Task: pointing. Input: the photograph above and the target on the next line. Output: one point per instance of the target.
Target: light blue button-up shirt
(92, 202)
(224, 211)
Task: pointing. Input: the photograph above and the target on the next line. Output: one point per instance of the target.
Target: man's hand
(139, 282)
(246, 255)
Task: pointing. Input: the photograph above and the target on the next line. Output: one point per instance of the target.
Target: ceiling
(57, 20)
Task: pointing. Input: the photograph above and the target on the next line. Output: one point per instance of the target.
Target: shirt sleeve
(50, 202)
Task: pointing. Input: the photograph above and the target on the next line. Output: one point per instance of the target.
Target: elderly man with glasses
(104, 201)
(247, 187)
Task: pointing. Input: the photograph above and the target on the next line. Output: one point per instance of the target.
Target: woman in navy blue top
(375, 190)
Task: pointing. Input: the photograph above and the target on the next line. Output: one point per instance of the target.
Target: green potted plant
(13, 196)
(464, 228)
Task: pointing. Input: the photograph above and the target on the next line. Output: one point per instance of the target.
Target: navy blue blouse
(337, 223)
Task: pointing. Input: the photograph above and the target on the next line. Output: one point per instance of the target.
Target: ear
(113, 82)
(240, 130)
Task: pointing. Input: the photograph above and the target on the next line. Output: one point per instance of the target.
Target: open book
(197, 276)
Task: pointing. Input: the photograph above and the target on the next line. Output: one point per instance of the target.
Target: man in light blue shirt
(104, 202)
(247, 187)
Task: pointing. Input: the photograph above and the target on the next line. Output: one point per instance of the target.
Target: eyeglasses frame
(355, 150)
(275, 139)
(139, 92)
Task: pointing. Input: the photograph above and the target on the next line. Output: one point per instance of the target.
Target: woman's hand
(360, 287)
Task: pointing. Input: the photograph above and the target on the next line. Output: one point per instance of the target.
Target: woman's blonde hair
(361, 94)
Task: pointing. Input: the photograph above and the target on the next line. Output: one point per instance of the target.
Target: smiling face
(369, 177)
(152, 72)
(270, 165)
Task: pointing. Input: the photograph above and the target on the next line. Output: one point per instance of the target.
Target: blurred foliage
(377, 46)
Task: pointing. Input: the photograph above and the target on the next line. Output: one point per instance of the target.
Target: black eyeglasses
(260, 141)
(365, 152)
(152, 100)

====

**PROBLEM DESCRIPTION**
Everything from the line containing "Target: open book" to the end of the listing above must be returned exactly. Both end lines belong in it.

**WRITTEN ANSWER**
Target: open book
(197, 276)
Task: pointing. Input: the photograph above and the target on the next line. Output: one point per instance of the target.
Target: man in light blue shirt
(104, 202)
(247, 187)
Task: pointing. Input: the photograph above and the target on the next line. Output: one point per instance of the target.
Target: eyeglasses frame
(355, 150)
(275, 139)
(139, 92)
Task: pointing. Input: the photograph above and the target on the next line. Output: one point per instance of the target.
Target: woman's hand
(360, 287)
Task: pointing. Input: the photograph above and the target on the next line. Output: one point per instance of the target.
Target: woman's blonde hair
(361, 94)
Task: pointing. Input: the photograph above and the target on the next line. Output: one point per instance of the target.
Target: smiling face
(369, 177)
(152, 72)
(270, 165)
Task: pointing. Input: the photograph above and the target on the next line. Output: one point per instance of the target.
Target: blurred foliage
(377, 46)
Task: pointing. Input: the photograph above and the target on the next line. Output: one point per instance of the target.
Target: black eyeglasses
(260, 141)
(365, 152)
(152, 100)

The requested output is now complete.